### [EXERCISE GOAL]
Please continue the article about workers pushed to mislead customers on the job, picking up right after its last sentence.

Are you forced to lie all day at work? Tell your boss that happy employees = happy stock price

Happy employees = happy stock price. Click for study.
Happy employees = happy stock price. Click for study.

Do you lie to people all day to make a living?  OK, perhaps you don’t “lie” to the extent that this credit card telemarketer did when he confessed to me a few years ago, or as bad as this time share salesman.  But perhaps you sell things you know are bogus, or spend most of your energy tricking people into thinking they need things — expensive data plans, TV packages, excessive title insurance — that you know they don’t really need.  Or maybe you work for a tutoring center or a health club selling things to people that just aren’t suitable.  But you do it, like those two folks did, because you need to pay the bills somehow.

“I hate flat-out lying to someone, but that’s exactly what we do, 150 calls a day,” said the credit card telemarketer to me a few years ago. Of course, he requested anonymity out of fear of losing his job. “I have seen so many people ripped off that I had to attempt to let people know.”

One of the saddest parts of the Gotcha economy — and our general economic malaise — is the way it turns people against each other. Workers are in no position to say no when there aren’t other jobs to be had.  It’s a reality we don’t talk about nearly enough. In a down economy, many jobs suck.  Many of the ways people make money are pretty crappy. Lower unemployment is one thing. Finding meaningful careers — jobs that folks can be proud of — for those Americans who have borrowed $1.3 billion earning fancy college degrees is something else entirely. Nothing can make a person lose more sleep at night than being forced to lie or mislead or do meaningless work all day.

So let’s talk about it.  Are you forced to do tasks at work every day that make you feel sick inside?  Why do you persist? What would you tell consumers if you could, to warn them about what you or your colleagues do? Tell me anonymously, if you prefer.  Just create a disposable email account and write to Bob at BobSullivan.net.

Of course, companies persist in this behavior because someone, somewhere thinks it’s profitable. And on some level, it is. But the Wall Street Journal’s Real-Time Economics feature has an excellent feature today about workplace happiness. And guess what? Firms with happy workers actually outperform those with unhappy workers.  By a lot. Even when you measure stock price!  Pay attention executives who think cost-cutting is the way to satisfy the angry beast that is Wall Street: If your workers are unhappy, your stock price will ultimately suffer, too. 

For a bit more on the kinds of things people have to do for money in a down economy, read my story about the credit card telemarketer. Here’s a quick excerpt:

The telemarketer’s job may be unsavory, but the call center pays $8.75 per hour – an offer that’s hard to refuse in an area where minimum wage is standard for many employers. When openings occur, applicants go to great lengths to land one of the jobs, he said.

“Before the minimum wage went up, this was by far the best-paying job in the area,” he said.

### [SUPPLIED INFORMATION]

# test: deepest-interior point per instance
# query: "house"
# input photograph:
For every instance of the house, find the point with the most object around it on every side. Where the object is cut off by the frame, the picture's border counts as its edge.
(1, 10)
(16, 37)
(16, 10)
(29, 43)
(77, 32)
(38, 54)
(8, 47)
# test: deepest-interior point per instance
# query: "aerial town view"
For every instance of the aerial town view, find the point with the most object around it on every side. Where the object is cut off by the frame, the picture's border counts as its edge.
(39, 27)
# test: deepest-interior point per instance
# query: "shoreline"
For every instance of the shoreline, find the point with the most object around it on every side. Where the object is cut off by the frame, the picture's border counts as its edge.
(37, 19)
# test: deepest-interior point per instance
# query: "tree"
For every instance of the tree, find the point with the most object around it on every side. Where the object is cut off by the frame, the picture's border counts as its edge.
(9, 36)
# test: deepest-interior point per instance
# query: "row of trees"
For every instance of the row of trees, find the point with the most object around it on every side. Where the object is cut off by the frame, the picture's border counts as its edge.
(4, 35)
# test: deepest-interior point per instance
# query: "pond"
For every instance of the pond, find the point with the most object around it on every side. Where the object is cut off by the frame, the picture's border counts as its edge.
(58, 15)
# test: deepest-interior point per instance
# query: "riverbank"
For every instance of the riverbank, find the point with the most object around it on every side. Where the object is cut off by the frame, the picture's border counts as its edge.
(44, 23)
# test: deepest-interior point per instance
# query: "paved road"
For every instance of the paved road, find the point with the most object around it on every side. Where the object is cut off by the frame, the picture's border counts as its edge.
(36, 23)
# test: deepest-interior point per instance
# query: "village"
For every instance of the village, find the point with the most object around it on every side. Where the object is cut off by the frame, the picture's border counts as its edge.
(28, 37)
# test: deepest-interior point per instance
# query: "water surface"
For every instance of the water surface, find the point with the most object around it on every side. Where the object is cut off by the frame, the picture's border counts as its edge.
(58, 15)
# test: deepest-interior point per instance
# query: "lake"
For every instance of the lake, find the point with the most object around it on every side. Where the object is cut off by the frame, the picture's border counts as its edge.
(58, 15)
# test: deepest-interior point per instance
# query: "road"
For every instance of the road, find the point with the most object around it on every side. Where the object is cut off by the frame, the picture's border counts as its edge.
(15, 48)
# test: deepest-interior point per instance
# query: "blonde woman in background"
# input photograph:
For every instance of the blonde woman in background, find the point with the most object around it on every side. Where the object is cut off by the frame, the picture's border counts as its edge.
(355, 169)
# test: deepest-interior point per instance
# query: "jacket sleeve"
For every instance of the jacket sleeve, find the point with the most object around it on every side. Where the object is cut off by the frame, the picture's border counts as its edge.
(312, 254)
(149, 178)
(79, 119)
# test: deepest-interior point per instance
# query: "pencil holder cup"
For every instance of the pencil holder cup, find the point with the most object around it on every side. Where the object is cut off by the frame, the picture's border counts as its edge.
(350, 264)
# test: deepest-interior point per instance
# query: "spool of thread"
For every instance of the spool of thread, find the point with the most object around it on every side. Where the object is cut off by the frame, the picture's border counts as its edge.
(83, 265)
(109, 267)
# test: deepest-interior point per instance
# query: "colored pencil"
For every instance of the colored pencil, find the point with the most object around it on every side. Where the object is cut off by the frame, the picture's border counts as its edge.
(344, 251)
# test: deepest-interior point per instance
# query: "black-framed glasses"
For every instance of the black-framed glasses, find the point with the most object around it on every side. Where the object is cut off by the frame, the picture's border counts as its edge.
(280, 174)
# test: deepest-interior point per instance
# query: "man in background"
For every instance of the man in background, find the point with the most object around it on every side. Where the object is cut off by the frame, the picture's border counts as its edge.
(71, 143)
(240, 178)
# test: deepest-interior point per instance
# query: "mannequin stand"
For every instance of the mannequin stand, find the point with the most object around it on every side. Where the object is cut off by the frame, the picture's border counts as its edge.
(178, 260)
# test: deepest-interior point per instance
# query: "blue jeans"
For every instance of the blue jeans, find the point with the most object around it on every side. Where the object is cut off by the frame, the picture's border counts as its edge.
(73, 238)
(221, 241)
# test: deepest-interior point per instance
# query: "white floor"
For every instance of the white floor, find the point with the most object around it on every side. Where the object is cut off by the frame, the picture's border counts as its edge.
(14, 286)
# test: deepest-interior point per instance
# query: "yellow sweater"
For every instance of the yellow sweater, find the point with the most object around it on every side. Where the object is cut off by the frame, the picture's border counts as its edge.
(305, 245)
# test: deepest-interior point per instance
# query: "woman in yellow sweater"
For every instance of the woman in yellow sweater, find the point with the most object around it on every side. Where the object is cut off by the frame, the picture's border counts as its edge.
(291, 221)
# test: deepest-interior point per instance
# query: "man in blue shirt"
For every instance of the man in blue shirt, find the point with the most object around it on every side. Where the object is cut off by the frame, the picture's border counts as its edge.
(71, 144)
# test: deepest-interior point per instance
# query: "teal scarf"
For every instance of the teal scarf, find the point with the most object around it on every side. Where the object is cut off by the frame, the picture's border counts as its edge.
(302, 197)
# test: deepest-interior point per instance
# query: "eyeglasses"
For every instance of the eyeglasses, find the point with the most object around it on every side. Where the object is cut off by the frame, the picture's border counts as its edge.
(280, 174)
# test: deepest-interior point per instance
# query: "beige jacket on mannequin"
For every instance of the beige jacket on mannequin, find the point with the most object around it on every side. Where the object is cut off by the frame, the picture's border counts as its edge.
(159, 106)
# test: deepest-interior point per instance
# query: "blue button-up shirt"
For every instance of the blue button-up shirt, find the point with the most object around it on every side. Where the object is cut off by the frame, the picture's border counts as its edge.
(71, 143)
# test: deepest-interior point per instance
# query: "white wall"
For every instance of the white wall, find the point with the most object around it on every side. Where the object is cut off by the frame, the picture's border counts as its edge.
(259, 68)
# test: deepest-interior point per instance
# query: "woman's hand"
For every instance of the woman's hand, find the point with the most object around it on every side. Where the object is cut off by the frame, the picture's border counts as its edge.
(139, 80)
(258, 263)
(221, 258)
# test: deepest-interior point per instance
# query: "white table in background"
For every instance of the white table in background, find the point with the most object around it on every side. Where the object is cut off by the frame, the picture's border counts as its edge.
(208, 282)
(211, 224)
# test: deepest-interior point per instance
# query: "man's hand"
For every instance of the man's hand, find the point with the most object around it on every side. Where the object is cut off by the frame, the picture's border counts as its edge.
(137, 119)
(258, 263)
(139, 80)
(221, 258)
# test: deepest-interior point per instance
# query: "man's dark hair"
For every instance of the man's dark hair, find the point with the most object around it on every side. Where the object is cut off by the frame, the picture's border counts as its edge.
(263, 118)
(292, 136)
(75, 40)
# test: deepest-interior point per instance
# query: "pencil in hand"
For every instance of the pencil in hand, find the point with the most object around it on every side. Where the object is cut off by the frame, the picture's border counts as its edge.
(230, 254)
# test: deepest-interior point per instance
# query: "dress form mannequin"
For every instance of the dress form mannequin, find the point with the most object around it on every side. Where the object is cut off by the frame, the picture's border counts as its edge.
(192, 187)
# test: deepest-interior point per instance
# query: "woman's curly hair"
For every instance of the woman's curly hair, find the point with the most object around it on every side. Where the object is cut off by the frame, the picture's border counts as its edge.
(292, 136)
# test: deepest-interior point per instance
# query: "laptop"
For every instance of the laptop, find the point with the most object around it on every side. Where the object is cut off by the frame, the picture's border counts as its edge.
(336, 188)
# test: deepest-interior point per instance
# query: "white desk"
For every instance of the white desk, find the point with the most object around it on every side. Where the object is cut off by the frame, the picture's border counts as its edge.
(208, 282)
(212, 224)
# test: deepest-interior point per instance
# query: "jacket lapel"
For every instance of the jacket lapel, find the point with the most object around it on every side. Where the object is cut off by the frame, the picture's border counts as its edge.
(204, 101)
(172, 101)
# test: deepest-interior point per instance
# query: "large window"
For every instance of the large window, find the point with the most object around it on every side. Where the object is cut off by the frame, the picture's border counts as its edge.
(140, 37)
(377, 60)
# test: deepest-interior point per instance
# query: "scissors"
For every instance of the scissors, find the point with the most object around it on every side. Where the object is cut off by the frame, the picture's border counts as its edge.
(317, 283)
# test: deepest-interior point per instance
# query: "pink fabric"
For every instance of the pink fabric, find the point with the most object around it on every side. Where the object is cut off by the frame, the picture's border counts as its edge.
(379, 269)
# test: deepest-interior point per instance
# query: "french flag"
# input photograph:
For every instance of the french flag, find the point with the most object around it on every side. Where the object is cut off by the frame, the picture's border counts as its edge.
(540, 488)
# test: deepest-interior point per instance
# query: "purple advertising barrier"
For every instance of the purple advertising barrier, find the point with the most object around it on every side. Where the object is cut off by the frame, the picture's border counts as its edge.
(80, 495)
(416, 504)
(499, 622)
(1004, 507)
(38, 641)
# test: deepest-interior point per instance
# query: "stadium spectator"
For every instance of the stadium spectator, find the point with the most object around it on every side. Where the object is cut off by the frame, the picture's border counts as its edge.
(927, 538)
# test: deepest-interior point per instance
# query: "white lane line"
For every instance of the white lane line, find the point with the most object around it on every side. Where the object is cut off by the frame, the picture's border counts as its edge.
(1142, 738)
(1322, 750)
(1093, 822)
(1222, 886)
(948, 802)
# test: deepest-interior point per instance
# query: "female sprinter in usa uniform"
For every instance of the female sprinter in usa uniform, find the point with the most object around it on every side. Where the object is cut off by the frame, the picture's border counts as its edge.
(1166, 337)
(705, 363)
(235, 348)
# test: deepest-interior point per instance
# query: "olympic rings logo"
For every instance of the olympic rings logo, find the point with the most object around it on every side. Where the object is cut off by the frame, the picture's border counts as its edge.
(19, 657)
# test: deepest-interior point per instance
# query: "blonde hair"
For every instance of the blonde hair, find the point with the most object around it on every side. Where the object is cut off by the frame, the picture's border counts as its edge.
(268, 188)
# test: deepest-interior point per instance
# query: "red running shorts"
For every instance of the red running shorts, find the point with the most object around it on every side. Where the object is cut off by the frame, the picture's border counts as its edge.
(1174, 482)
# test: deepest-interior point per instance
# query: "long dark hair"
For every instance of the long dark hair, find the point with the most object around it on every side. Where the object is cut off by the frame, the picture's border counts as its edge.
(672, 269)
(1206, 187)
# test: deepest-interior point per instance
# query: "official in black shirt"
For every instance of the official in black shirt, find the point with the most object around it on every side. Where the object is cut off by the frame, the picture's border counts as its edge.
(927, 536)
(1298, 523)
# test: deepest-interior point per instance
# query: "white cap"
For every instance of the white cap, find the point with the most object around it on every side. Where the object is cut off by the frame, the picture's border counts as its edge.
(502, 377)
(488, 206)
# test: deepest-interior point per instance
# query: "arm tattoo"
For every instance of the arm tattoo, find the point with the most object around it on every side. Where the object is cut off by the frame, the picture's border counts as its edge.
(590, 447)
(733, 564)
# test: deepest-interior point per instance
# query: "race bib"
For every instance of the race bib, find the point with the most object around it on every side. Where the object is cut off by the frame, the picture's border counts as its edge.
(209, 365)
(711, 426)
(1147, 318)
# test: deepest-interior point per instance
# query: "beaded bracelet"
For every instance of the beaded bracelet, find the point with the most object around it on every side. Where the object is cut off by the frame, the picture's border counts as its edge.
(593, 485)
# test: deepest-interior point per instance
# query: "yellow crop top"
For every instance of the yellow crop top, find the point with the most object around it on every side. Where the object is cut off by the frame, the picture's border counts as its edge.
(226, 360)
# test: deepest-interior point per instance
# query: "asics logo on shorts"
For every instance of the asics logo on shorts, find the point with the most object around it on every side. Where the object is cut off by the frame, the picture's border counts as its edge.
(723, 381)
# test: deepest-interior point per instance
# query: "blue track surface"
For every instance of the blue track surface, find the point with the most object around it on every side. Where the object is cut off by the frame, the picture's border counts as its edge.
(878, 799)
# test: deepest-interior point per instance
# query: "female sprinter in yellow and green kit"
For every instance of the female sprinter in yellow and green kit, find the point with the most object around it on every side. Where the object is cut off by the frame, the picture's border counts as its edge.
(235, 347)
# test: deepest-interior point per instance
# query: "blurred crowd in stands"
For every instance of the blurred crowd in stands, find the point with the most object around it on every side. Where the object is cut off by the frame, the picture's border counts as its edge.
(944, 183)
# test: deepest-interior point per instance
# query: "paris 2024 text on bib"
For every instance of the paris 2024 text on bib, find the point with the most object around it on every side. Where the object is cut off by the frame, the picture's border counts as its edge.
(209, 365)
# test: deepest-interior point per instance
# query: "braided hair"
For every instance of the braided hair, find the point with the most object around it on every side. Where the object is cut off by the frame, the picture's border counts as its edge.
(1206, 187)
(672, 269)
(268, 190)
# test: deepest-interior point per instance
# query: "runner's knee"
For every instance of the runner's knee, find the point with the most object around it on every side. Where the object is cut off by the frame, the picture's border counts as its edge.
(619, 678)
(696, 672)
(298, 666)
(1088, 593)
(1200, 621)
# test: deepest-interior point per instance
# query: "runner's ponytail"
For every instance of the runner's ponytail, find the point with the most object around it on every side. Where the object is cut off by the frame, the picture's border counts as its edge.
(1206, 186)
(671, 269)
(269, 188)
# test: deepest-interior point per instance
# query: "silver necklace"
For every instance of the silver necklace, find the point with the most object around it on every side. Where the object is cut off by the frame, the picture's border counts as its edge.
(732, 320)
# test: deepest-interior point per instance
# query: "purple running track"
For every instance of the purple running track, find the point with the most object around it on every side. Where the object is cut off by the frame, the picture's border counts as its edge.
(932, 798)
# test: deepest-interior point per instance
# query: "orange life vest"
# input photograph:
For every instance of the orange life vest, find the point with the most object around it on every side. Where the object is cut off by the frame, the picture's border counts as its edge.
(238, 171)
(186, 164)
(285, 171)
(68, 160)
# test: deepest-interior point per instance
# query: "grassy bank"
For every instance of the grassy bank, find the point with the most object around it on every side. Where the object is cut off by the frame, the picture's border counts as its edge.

### [OUTPUT OF THE TASK]
The power of the debt cancellation pitch lies in the presentation, said the telemarketer. The first lie, he said, is the price. Scripts handed to phone operators there have been carefully worded to make the program sound like it’s free. Here’s what the script provided to (me)  instructs telemarketers to tell customers:

“The cost is only $1.89 per $100 of the outstanding account balance shown on your statement at the end of a billing period and best of all, there is no charge when you don’t have a balance shown at the end of a monthly billing period.” That assertion is repeated later: “And remember, if you have no outstanding balance at the end of the month, there is no charge. “

That’s deceptive, the telemarketer said, because consumers who pay their balance on time every month are left with the impression that the debt-cancellation service will be free. It’s not. Re-read the cost description. The cost is computed when the billing cycle ends and a bill is generated, not after consumers pay their bills. That means consumers who initiate any charges during a month will have to pay for the service. There is no “grace period” for debt cancellation, and even if there are no finance charges, there are debt cancellation charges.

“This information is not told to the customer,” the telemarketer said. “They are only told what I quoted above. If the customer asks, ‘Well what if I pay off my balance every month?’ we are told to just read the ‘cost of program’ script again, and hope they don’t ask any more questions.”

The telemarketer said he is closely monitored while on the job, and penalties are severe for straying from the script. On second offense, a sales rep will be suspended without pay for three days. A third offense results in firing, he said.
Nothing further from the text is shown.